Do this
Please retype, with no changes, the lines of the entries below from the line containing "Place a point on the wooden" through the line containing "<point>186,579</point>", including both of those lines.

Pointing records
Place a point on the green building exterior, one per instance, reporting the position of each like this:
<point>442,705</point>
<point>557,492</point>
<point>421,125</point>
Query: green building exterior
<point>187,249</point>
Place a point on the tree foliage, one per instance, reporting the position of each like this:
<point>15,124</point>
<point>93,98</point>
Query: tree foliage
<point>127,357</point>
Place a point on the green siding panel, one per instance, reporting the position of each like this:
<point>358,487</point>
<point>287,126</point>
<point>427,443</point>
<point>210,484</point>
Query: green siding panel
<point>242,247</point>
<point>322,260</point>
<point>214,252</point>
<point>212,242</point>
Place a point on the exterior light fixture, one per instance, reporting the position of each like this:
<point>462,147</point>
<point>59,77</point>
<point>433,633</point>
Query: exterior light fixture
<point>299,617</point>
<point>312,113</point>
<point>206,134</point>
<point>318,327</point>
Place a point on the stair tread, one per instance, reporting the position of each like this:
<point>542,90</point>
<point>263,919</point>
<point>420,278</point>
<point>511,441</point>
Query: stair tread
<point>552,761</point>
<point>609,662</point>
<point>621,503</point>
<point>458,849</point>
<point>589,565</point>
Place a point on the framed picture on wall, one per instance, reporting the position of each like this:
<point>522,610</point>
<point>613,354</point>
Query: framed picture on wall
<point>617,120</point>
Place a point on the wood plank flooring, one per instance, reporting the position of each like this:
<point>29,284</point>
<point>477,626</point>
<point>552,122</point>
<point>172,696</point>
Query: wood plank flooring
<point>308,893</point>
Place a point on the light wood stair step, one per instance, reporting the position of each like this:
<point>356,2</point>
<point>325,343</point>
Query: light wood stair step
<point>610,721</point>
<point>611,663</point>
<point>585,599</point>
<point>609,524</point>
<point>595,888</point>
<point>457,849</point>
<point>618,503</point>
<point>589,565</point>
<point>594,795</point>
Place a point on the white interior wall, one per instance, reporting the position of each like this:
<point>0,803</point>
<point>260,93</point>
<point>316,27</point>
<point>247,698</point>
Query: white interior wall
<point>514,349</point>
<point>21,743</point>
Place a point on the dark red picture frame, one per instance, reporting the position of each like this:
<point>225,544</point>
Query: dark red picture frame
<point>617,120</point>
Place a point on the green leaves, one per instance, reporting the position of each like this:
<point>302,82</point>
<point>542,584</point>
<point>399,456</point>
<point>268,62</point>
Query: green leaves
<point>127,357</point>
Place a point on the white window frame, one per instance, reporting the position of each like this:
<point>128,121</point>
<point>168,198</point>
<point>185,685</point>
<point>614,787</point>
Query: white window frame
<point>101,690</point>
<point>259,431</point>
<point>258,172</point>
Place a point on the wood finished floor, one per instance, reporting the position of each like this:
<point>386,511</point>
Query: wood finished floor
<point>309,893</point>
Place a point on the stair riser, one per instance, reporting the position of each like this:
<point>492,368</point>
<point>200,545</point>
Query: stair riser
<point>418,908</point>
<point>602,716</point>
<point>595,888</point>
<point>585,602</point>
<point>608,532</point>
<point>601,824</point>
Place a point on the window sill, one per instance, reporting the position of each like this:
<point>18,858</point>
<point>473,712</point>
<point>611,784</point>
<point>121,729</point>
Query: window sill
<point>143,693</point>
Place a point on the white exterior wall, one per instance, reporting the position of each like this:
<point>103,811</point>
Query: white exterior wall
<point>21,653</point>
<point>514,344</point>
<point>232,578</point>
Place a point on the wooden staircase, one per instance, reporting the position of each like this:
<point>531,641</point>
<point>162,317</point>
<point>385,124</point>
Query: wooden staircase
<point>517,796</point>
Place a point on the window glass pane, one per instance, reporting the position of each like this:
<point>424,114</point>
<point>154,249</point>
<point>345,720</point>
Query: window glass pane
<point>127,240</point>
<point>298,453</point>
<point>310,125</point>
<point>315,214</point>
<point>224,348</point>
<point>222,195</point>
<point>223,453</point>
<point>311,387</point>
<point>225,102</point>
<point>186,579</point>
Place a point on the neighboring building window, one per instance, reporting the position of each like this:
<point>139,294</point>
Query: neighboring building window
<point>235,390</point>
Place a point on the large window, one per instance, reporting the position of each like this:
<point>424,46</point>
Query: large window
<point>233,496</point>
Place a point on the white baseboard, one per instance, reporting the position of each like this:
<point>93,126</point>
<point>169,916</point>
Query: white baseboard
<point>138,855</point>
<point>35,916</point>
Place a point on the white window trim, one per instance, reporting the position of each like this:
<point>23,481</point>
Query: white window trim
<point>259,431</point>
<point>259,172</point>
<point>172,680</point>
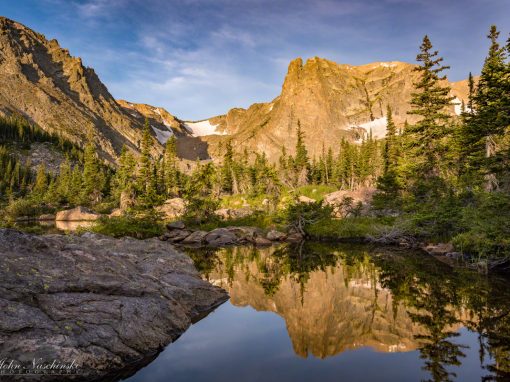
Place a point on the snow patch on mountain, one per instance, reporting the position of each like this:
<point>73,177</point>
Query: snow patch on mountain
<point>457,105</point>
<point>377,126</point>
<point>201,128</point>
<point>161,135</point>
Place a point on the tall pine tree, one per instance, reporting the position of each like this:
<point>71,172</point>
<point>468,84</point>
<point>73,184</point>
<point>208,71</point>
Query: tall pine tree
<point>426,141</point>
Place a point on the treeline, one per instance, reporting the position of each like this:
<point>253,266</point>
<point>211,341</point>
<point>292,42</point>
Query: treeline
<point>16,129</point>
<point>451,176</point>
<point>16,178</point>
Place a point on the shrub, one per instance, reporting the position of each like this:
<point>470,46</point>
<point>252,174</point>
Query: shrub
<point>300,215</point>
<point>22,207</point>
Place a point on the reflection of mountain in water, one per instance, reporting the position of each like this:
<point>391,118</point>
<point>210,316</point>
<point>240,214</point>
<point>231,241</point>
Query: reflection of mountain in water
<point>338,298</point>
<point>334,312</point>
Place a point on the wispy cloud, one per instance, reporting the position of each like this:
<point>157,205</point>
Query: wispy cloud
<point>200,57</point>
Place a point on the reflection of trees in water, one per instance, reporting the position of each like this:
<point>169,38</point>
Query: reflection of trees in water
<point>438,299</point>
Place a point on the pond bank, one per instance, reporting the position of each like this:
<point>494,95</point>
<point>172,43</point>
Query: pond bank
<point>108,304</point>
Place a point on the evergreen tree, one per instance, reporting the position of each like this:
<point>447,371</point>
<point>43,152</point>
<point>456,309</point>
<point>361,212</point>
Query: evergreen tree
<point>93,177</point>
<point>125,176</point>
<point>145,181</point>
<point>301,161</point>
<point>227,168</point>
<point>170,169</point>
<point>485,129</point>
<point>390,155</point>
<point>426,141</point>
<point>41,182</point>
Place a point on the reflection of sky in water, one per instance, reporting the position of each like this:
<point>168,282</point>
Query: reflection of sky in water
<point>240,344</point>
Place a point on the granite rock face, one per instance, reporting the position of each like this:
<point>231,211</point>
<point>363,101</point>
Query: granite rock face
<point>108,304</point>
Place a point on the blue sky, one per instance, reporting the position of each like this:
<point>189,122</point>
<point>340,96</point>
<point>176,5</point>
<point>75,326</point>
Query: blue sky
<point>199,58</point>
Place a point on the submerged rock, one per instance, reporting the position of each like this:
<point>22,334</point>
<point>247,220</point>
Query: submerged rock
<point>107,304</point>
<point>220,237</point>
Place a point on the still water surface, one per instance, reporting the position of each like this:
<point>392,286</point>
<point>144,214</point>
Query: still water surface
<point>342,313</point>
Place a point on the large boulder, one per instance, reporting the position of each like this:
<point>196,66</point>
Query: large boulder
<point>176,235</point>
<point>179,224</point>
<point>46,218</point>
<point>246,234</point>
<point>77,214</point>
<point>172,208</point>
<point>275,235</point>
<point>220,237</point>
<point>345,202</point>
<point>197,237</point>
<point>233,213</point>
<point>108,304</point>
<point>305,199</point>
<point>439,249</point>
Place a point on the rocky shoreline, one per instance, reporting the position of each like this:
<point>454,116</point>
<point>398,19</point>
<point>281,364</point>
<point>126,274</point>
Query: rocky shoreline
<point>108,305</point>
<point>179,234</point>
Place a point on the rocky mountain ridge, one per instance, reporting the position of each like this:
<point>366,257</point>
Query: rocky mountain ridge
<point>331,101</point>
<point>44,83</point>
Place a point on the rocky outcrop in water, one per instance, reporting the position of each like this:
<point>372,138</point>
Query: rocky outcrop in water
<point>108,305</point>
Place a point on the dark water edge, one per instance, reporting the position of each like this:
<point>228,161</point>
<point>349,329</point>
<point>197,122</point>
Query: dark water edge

Reply to the task
Place a point on the wooden staircase, one per instance, reporting the position of each like this:
<point>531,641</point>
<point>162,317</point>
<point>385,124</point>
Query: wooden staircase
<point>517,796</point>
Place a point on the window glass pane, one per instance, reporting the position of each like this:
<point>424,114</point>
<point>154,249</point>
<point>345,720</point>
Query: window glass pane
<point>127,240</point>
<point>298,453</point>
<point>310,125</point>
<point>315,214</point>
<point>224,348</point>
<point>222,195</point>
<point>223,453</point>
<point>311,387</point>
<point>225,102</point>
<point>186,579</point>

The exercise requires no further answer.